-------- EXTRACTED ENTRIES
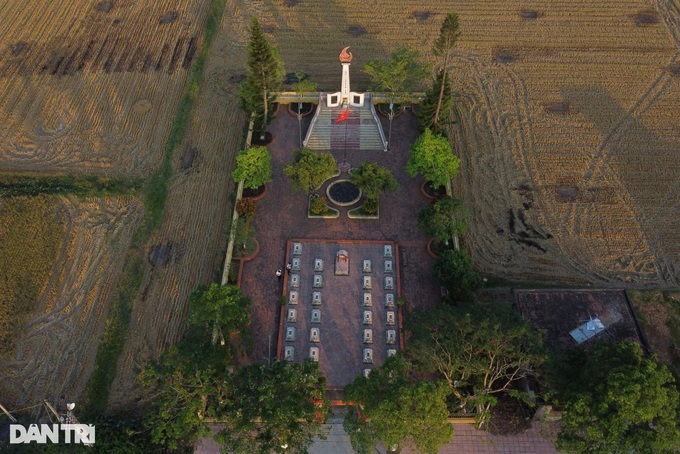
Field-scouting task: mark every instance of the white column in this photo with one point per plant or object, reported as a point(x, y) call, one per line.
point(344, 90)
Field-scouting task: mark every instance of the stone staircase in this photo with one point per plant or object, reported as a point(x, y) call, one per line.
point(361, 130)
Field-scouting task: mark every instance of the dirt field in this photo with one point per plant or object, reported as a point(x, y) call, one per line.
point(567, 123)
point(135, 54)
point(92, 86)
point(56, 348)
point(196, 216)
point(567, 134)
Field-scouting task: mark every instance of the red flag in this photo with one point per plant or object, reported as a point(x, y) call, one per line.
point(343, 116)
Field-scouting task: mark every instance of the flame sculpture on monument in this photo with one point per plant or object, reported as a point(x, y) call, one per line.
point(345, 97)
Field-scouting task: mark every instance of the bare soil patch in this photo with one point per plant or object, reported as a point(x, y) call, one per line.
point(557, 312)
point(103, 79)
point(648, 17)
point(55, 351)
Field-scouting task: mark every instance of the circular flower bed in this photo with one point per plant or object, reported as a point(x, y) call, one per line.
point(343, 193)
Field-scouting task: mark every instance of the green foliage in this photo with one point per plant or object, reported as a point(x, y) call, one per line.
point(437, 105)
point(444, 219)
point(183, 393)
point(80, 186)
point(265, 74)
point(448, 35)
point(245, 208)
point(304, 85)
point(454, 270)
point(393, 408)
point(317, 205)
point(399, 75)
point(122, 434)
point(370, 206)
point(479, 354)
point(31, 232)
point(432, 157)
point(253, 167)
point(278, 409)
point(310, 169)
point(373, 180)
point(219, 309)
point(617, 401)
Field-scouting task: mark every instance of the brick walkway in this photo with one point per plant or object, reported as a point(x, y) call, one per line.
point(539, 439)
point(281, 215)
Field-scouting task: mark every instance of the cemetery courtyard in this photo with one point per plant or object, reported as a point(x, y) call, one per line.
point(281, 215)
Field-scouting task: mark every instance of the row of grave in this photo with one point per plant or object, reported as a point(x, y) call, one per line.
point(367, 318)
point(318, 281)
point(314, 335)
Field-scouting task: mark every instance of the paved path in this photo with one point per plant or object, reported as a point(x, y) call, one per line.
point(281, 215)
point(467, 440)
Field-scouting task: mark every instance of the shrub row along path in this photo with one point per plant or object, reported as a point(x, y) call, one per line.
point(282, 214)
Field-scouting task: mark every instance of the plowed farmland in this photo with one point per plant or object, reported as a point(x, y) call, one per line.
point(55, 348)
point(567, 123)
point(92, 86)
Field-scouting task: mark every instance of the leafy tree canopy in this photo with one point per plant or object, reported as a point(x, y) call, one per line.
point(618, 401)
point(432, 157)
point(253, 167)
point(448, 34)
point(393, 408)
point(444, 219)
point(310, 169)
point(181, 393)
point(434, 111)
point(478, 353)
point(219, 309)
point(303, 85)
point(373, 179)
point(278, 409)
point(265, 75)
point(399, 75)
point(454, 270)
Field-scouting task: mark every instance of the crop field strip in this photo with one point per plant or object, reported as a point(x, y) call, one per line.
point(89, 87)
point(55, 351)
point(197, 213)
point(568, 109)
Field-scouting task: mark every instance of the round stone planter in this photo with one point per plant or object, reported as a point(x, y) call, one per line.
point(343, 193)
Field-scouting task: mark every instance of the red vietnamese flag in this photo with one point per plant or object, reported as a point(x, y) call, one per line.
point(343, 116)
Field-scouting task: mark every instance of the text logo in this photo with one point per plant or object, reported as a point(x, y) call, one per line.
point(41, 433)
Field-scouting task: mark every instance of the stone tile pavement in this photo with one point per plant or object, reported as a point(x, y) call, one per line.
point(539, 439)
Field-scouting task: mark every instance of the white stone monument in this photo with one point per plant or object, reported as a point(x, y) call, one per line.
point(345, 97)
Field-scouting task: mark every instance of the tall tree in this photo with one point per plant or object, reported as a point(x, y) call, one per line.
point(446, 41)
point(432, 157)
point(373, 179)
point(302, 86)
point(265, 75)
point(219, 309)
point(253, 167)
point(444, 219)
point(310, 169)
point(392, 407)
point(398, 76)
point(278, 409)
point(453, 269)
point(435, 102)
point(618, 400)
point(182, 388)
point(480, 354)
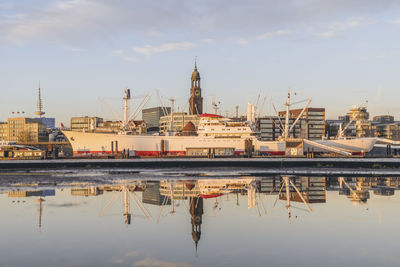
----------------
#### [BRIEF]
Give back each of the records above word for word, apart from the pictures.

#### [RESULT OF THIS EXERCISE]
Field-scouting task: mark every instance of the white column in this photo with one point per plant or object, reported as a point(x, y) call, one per line.
point(344, 90)
Field-scouting task: mark every instance of the stone staircase in this photo with one point per plant or object, reported as a point(x, y) call, one per line.
point(361, 130)
Field-scouting task: mark every instance of the dirt field in this photo with one point per plant or object, reported as a point(x, y) call, one per line.
point(567, 123)
point(135, 54)
point(92, 86)
point(56, 348)
point(196, 216)
point(567, 134)
Field-scouting task: mark every instance of the red flag in this photo with one point per plant or object, reported as a point(x, y) call, one per line.
point(343, 116)
Field-scouting task: mark every instance of the flame sculpture on monument in this photo with one point per plant or object, reported as a point(x, y) call, one per line.
point(345, 97)
Field-scouting task: mark every instance of the bare soil patch in this photo with one point per plant or object, reported as a point(x, y) call, one per line.
point(557, 312)
point(103, 79)
point(648, 17)
point(55, 351)
Field-scouting task: mark every instance of the circular flower bed in this photo with one point per plant or object, reported as a point(x, y) call, one per line.
point(343, 193)
Field-scouting task: mark every instance of the green foliage in this photo with one point per plant or object, reported as a point(x, y) call, one per line.
point(437, 105)
point(444, 219)
point(183, 393)
point(80, 186)
point(265, 74)
point(448, 35)
point(245, 208)
point(304, 85)
point(454, 270)
point(393, 408)
point(317, 205)
point(399, 75)
point(122, 434)
point(370, 206)
point(479, 354)
point(31, 232)
point(432, 157)
point(253, 167)
point(278, 409)
point(310, 169)
point(373, 180)
point(219, 309)
point(617, 401)
Field-scouting task: mark every instance of the brick walkway in this photo with one point per plant or object, reported as a point(x, y) call, one per line.
point(539, 439)
point(281, 215)
Field-scouting task: mark every instance of the cemetery courtyard in this photo with one point per plant or object, reported as a point(x, y) call, one per line.
point(281, 215)
Field-scouting task: mark every instance of the row of grave in this photo with one point per plant or object, reported as a point(x, y) call, one per line.
point(367, 318)
point(318, 281)
point(314, 335)
Field-scouting task: mark every instance of the paved path in this photo with one point per plant or object, reported as a point(x, y) call, one per line.
point(281, 215)
point(467, 440)
Field-scouting task: mark every instance of the shrub row along path in this photo with one point per plant or object, reported as a point(x, y) call, one per line.
point(282, 214)
Field-scouting task: mark every instance of the plowed farmland in this photo with one point per plant or object, reported as a point(x, y) call, one per line.
point(55, 348)
point(567, 123)
point(92, 86)
Field-scouting task: mark every instance of the leafy tree canopy in this photo with one point per plant or object, reported as a point(x, y) call, one per line.
point(618, 401)
point(432, 157)
point(253, 167)
point(448, 34)
point(393, 408)
point(444, 219)
point(310, 169)
point(181, 393)
point(434, 111)
point(478, 353)
point(219, 309)
point(303, 85)
point(373, 179)
point(278, 409)
point(265, 75)
point(399, 75)
point(454, 270)
Field-scouting task: mark every instance of the crop field strip in this photo with one point per plant or object, reported as a point(x, y) call, one per line.
point(89, 87)
point(55, 351)
point(197, 213)
point(568, 109)
Field-scouting task: mark every instance of the round stone planter in this photo with one point per plant or object, reported as a point(x, y) call, one per line.
point(343, 193)
Field-scouting task: mark every instance of the red vietnamese flag in this photo with one point per plant or object, reported as a point(x, y) call, one per line.
point(343, 116)
Field-scouting task: mark every instance of the text logo in this photo with one point per plant or object, reported as a point(x, y) call, one per line.
point(41, 433)
Field-scouting task: mark every instance of the stone tile pavement in this photo with one point per plant or object, reported as a point(x, y) call, one per line.
point(539, 439)
Field-scouting task: mark every instance of the white stone monument in this photo with one point per plant or object, reported as a point(x, y) call, one per line.
point(345, 97)
Field-scouting task: mark every instance of the tall tree in this photo with one point per plant or object, reported as a point(x, y) call, one per line.
point(446, 41)
point(432, 157)
point(373, 179)
point(302, 86)
point(265, 75)
point(219, 309)
point(253, 167)
point(444, 219)
point(310, 169)
point(392, 407)
point(398, 76)
point(278, 409)
point(453, 269)
point(435, 102)
point(618, 400)
point(182, 388)
point(480, 354)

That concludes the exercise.